§ The data:
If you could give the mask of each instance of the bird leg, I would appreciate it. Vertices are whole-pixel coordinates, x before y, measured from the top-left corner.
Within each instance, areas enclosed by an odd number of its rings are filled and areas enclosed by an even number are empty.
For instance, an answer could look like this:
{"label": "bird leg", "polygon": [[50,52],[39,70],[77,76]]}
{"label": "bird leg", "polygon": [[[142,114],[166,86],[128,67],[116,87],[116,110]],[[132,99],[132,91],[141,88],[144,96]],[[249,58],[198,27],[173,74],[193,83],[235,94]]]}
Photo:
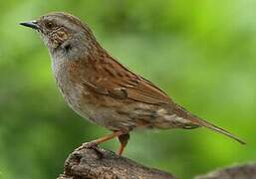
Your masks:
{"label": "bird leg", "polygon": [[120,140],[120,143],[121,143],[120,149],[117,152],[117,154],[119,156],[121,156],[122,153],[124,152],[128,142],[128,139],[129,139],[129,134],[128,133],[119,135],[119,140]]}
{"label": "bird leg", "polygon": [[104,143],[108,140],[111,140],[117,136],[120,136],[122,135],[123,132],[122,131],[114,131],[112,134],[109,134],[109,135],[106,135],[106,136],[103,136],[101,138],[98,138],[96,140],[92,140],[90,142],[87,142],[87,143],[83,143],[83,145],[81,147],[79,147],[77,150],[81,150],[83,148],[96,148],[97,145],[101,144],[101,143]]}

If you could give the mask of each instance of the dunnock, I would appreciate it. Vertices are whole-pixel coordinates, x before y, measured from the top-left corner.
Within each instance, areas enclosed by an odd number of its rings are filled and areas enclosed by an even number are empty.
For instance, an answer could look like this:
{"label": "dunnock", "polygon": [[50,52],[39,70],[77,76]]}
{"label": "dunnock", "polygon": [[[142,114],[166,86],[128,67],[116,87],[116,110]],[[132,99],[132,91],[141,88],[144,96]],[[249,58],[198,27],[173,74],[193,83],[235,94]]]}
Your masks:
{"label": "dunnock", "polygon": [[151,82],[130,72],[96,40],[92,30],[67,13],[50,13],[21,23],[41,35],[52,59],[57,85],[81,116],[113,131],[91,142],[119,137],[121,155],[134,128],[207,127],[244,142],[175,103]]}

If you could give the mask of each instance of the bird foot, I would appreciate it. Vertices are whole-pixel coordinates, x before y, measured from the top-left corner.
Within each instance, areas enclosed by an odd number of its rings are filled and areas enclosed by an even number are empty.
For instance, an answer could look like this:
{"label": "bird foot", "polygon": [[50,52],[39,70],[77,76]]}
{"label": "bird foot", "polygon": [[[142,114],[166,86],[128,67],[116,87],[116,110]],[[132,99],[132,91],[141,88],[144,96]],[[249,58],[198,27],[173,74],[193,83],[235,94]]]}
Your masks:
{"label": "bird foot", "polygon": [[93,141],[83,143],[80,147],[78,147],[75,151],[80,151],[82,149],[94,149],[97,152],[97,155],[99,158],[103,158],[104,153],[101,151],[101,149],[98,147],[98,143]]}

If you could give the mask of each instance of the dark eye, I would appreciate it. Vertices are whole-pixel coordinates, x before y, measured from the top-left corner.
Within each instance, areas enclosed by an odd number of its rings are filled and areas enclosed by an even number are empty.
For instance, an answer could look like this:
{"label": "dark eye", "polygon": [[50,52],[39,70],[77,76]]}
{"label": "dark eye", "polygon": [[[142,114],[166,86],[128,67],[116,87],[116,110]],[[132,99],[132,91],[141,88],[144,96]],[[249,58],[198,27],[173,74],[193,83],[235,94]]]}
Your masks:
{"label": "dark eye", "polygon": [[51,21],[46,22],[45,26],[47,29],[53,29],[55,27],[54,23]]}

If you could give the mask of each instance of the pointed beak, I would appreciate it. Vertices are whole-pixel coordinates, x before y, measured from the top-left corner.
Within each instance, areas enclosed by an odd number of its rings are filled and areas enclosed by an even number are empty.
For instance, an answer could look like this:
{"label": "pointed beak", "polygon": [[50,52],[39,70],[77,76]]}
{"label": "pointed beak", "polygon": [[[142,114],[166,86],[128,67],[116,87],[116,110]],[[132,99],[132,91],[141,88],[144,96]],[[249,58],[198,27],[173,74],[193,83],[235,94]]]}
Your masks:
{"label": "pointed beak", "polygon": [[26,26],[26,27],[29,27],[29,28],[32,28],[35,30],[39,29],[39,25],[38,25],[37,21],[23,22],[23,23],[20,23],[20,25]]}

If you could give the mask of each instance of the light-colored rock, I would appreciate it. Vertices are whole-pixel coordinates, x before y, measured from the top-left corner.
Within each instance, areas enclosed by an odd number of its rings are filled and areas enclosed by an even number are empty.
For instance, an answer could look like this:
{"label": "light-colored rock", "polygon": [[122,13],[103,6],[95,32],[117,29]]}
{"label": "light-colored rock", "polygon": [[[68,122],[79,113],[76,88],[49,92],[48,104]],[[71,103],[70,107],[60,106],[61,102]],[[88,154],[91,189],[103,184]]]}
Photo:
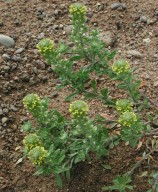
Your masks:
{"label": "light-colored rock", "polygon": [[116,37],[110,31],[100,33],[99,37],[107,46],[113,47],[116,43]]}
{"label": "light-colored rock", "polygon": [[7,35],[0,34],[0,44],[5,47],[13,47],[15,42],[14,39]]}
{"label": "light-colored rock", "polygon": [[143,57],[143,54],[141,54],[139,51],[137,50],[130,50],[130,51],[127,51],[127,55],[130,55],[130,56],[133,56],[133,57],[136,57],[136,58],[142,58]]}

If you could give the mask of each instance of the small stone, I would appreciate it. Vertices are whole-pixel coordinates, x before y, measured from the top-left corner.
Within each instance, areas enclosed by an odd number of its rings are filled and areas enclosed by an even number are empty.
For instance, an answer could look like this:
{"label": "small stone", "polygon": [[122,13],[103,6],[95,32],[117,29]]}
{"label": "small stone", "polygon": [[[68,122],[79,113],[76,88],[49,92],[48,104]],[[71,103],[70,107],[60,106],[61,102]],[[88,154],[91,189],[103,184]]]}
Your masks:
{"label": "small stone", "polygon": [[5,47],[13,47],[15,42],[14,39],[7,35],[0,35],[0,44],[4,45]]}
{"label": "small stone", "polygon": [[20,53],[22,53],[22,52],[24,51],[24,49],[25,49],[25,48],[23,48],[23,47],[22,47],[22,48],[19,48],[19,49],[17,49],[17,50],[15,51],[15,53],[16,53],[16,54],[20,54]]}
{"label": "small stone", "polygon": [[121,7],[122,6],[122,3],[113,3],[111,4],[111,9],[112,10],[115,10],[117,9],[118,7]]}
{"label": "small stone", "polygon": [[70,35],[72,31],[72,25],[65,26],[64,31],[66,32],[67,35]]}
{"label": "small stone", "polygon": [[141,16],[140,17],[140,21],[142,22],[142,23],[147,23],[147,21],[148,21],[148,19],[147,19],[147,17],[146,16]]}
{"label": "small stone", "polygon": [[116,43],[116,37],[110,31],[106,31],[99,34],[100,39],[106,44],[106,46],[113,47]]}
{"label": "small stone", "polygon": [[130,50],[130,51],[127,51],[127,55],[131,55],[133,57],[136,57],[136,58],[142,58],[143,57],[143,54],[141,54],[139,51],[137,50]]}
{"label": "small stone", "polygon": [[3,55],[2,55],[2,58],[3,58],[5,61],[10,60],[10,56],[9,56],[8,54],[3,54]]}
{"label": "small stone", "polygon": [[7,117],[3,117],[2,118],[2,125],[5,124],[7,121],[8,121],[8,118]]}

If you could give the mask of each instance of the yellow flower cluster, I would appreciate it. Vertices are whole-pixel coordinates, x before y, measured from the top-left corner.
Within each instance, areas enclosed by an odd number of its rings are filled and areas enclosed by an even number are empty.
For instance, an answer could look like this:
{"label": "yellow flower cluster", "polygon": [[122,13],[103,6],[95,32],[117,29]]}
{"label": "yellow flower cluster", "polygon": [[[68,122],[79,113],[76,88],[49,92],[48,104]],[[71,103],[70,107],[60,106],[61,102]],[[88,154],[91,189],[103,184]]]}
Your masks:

§ Stated problem: Identify every line of the records above that contains the word "stone", and copy each of those lines.

§ The result:
If you could give the mask of each instance of the small stone, I would appreciate it. Vertices are whole-pixel coordinates, x before y, measured from the top-left corner.
{"label": "small stone", "polygon": [[122,13],[103,6],[95,32],[117,29]]}
{"label": "small stone", "polygon": [[[68,122],[79,113],[76,88],[49,92],[48,104]],[[71,103],[70,107],[60,106],[61,102]],[[88,154],[91,189],[103,184]]]}
{"label": "small stone", "polygon": [[5,47],[13,47],[15,42],[14,39],[7,35],[0,35],[0,44],[4,45]]}
{"label": "small stone", "polygon": [[20,53],[22,53],[22,52],[24,51],[24,49],[25,49],[25,48],[23,48],[23,47],[22,47],[22,48],[19,48],[19,49],[17,49],[17,50],[15,51],[15,53],[16,53],[16,54],[20,54]]}
{"label": "small stone", "polygon": [[121,7],[122,6],[122,3],[113,3],[111,4],[111,9],[112,10],[115,10],[117,9],[118,7]]}
{"label": "small stone", "polygon": [[70,35],[72,31],[72,25],[65,26],[64,31],[66,32],[67,35]]}
{"label": "small stone", "polygon": [[141,16],[140,17],[140,21],[142,22],[142,23],[147,23],[147,21],[148,21],[148,19],[147,19],[147,17],[146,16]]}
{"label": "small stone", "polygon": [[116,43],[116,37],[110,31],[106,31],[99,34],[100,39],[106,44],[106,46],[113,47]]}
{"label": "small stone", "polygon": [[130,50],[130,51],[127,51],[127,55],[131,55],[133,57],[136,57],[136,58],[142,58],[143,57],[143,54],[141,54],[139,51],[137,50]]}
{"label": "small stone", "polygon": [[3,55],[2,55],[2,58],[3,58],[5,61],[10,60],[10,56],[9,56],[8,54],[3,54]]}
{"label": "small stone", "polygon": [[7,117],[3,117],[2,118],[2,125],[5,124],[7,121],[8,121],[8,118]]}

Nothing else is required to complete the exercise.